Given problem A → List every date-and-time stamp that appears in the mailing list post about package stabilization below.

┌─ Reading text

Rich Freeman posted on Mon, 19 Oct 2015 13:52:58 -0400 as excerpted:

> On Mon, Oct 19, 2015 at 1:40 PM, hasufell <hasuf...@gentoo.org> wrote:
>> On 10/19/2015 07:37 PM, Rich Freeman wrote:
>>>
>>> However, stabilizing a single package really is an impactful change.
>>> The fact that you're doing 100 of them at one time doesn't really
>>> diminish the impact of each one.  Any of them could break a system or
>>> need to be reverted.
>>>
>>>
>> Since when do we allow reverting stabilization? The package needs to be
>> fixed and possibly revbumped instead.
>>
>>
> It would really depend on the nature of the break.  If it is a serious
> upstream problem and no fix is available, then reverting might be the
> only practical solution.  It is of course not a preferred solution.

Didn't a semi-minor arch (arm, AFAIK) recently revert a major lib 
stabilizing, as it was clearly broken on at least some arm variants, the 
maintainer that did it either didn't consult with the arm-arch folks or 
signals got crossed and he stabilized without approval, and it was caught 
within an hour or less, such that the quickest and most effective way to 
fix the breakage was to do an immediate revert, before even figuring out 
a more long term fix?

└─
┌─ Exercise material

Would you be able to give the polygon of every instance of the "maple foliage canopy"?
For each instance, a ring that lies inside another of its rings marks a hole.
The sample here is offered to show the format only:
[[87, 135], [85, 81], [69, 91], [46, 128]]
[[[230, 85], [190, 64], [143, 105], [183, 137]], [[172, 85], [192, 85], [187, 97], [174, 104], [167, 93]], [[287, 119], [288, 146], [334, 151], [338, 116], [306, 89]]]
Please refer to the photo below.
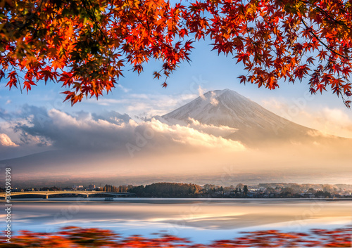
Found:
[[203, 39], [244, 65], [241, 83], [307, 78], [351, 104], [352, 0], [0, 0], [0, 79], [27, 91], [51, 80], [75, 104], [156, 59], [166, 86]]

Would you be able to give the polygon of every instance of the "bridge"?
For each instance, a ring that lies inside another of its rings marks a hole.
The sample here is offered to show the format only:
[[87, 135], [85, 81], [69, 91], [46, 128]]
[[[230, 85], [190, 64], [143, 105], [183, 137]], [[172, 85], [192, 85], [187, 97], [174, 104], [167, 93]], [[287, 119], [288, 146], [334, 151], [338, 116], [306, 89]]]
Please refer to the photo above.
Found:
[[[107, 192], [107, 191], [80, 191], [80, 190], [71, 190], [71, 191], [21, 191], [21, 192], [11, 192], [11, 196], [15, 195], [42, 195], [44, 198], [48, 199], [49, 195], [79, 195], [88, 198], [89, 195], [103, 195], [106, 197], [135, 197], [134, 193], [120, 192]], [[0, 197], [5, 197], [6, 192], [0, 192]]]

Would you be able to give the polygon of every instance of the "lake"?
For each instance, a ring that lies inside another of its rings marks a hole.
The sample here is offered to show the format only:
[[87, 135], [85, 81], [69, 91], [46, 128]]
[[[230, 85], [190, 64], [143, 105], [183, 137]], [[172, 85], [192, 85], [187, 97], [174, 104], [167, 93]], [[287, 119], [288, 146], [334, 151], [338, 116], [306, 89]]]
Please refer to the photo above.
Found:
[[206, 243], [232, 238], [242, 231], [301, 232], [352, 225], [351, 200], [53, 198], [16, 200], [12, 204], [15, 232], [51, 233], [76, 226], [113, 230], [122, 235], [151, 237], [163, 231]]

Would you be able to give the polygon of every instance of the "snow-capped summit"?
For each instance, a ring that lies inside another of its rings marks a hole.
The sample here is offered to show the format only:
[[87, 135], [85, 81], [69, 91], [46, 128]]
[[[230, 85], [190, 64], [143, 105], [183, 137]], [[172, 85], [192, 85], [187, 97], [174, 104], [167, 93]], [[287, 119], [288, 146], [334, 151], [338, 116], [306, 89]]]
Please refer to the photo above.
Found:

└─

Given problem B → Copy out the records line for line, starting with their very first line and ending after the line that contains "59], [166, 86]]". Leave the picture out of your copy.

Final answer A →
Mon, 19 Oct 2015 13:52:58 -0400
Mon, Oct 19, 2015 at 1:40 PM
10/19/2015 07:37 PM

Final answer B →
Would you be able to give the polygon of every instance of the "maple foliage canopy"?
For each instance, a ring that lies inside another of its rings marks a hole.
The sample here is offered to show the format only:
[[87, 135], [85, 81], [69, 91], [46, 128]]
[[[230, 85], [190, 64], [143, 105], [183, 137]], [[172, 85], [192, 85], [187, 97], [174, 104], [167, 93]], [[287, 119], [288, 146], [334, 151], [338, 116], [306, 89]]]
Please refer to the photo below.
Found:
[[203, 39], [244, 65], [241, 83], [307, 78], [351, 104], [352, 0], [0, 0], [0, 79], [27, 91], [51, 80], [75, 104], [156, 59], [166, 86]]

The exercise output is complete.